Material
* * *
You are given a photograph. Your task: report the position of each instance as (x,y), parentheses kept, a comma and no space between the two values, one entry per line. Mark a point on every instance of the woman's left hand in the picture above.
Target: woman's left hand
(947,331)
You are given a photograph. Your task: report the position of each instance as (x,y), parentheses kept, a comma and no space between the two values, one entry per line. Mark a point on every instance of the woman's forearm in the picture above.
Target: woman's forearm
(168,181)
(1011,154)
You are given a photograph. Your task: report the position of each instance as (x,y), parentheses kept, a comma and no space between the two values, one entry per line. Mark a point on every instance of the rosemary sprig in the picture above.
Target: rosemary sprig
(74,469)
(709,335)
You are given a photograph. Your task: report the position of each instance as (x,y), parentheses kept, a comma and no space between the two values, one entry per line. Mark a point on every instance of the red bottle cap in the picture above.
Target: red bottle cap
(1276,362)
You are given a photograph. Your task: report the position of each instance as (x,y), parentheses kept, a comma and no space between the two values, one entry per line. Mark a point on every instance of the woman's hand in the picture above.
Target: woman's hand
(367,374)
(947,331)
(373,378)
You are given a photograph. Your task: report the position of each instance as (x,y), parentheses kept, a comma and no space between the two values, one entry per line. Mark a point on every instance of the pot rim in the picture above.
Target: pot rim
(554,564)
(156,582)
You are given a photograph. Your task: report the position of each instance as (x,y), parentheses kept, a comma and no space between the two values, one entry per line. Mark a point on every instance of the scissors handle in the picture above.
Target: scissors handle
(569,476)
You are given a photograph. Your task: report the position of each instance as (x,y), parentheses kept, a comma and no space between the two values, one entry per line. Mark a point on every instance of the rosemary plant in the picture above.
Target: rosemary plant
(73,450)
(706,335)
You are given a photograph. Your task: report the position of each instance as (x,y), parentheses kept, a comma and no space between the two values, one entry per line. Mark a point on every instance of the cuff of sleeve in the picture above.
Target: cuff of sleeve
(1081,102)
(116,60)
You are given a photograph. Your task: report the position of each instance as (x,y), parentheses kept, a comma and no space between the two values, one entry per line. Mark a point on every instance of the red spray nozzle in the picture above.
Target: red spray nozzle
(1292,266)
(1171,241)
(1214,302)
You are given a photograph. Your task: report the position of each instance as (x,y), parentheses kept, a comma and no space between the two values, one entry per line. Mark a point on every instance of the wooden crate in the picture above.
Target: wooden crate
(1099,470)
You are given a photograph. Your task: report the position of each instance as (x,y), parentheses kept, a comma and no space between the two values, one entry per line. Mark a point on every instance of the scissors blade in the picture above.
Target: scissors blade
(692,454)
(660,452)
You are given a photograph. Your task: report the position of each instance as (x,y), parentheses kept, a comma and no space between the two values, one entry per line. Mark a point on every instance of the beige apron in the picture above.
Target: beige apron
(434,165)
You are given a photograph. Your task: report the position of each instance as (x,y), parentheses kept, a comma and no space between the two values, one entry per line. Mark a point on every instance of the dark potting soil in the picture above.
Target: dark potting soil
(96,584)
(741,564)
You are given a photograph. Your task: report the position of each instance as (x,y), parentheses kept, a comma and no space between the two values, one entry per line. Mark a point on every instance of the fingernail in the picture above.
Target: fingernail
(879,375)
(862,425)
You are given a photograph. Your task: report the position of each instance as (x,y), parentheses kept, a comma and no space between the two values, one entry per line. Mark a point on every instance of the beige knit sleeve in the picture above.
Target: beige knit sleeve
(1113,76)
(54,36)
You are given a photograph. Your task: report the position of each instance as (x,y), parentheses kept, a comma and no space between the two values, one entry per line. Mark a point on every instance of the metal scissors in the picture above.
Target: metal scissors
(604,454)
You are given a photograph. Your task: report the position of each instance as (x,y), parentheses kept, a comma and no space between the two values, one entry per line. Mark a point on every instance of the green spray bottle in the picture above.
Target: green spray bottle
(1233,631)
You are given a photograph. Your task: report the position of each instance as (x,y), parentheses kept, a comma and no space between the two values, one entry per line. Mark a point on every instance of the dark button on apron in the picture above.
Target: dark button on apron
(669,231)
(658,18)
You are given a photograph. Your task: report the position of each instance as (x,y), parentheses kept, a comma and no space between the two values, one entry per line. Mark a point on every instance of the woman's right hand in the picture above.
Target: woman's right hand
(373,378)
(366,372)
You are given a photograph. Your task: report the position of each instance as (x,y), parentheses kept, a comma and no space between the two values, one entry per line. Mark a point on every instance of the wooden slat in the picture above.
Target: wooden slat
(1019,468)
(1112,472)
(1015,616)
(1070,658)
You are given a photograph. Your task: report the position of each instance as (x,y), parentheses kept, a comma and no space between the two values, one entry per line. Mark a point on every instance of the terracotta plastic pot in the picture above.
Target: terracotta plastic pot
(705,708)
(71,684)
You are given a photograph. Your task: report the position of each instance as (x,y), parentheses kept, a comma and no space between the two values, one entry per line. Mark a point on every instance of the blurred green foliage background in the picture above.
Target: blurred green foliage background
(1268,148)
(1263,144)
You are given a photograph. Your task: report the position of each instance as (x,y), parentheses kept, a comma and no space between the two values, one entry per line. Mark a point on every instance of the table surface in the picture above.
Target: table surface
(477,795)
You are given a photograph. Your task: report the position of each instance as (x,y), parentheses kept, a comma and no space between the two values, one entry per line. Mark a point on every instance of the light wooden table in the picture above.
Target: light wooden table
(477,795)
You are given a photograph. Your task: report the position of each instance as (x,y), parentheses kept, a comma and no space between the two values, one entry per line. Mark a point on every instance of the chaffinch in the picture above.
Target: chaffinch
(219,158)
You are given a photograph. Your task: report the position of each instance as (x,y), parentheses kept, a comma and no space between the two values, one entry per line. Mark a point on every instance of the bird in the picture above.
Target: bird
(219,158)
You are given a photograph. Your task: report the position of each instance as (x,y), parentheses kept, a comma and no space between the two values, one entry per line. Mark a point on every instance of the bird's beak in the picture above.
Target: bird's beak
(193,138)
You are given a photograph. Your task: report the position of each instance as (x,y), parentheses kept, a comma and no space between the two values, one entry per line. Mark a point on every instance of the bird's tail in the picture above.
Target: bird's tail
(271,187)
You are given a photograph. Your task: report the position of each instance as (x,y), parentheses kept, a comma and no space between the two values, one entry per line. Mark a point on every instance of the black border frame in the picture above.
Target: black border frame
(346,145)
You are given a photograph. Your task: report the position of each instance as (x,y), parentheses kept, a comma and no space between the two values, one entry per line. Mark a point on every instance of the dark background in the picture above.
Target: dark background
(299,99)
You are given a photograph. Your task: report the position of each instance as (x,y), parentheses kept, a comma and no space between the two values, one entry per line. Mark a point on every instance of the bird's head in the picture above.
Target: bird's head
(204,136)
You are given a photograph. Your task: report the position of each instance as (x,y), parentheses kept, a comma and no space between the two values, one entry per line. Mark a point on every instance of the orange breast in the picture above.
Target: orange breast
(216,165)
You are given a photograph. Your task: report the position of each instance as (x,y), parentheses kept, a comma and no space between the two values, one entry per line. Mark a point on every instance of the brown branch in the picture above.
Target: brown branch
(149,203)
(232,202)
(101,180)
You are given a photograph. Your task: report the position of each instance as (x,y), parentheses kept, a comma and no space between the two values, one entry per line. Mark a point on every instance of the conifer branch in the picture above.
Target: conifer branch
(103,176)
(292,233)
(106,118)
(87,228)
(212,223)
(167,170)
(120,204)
* * *
Given problem
Repeat exactly the lines from the line containing "dark background in the picture above." through the end of the listing above; both boundary lines are part of the output.

Output for this task
You are given a photograph. Your task: report the position of each instance as (x,y), parentheses kept, a comma and no space between the two values, one entry per line. Mark a point on every instance of the dark background in the picture above.
Target: dark background
(299,99)
You are given a photograph. Your task: report the position of each instance as (x,y), parentheses kept, a comma and no space between the two values, one entry per line. Mark a point on every instance of the bird's head in the picture above.
Target: bird's head
(204,136)
You are given a photograph. Your task: report the position of each instance as (x,y), parentheses kept, a comma and no space between the two values, one entry per line. Mark a point on every instance of the orange breast in the picture above.
Target: orange breast
(216,165)
You are given a photograph. Your task: report the position of each instance as (x,y), parentheses kept, a comma and no space between the two values, one entry per line. Mark a point on every instance of the brown branch in the picture above.
Target: brown branch
(149,203)
(232,202)
(101,180)
You are given a photograph. Your task: report the position of each instance as (x,y), parentheses kept, a comma and no space between the two values, one entry per line. Mark a point on every instance of the conifer branch in the picture above.
Target: conifer branch
(103,176)
(292,233)
(106,118)
(87,228)
(212,223)
(167,170)
(120,204)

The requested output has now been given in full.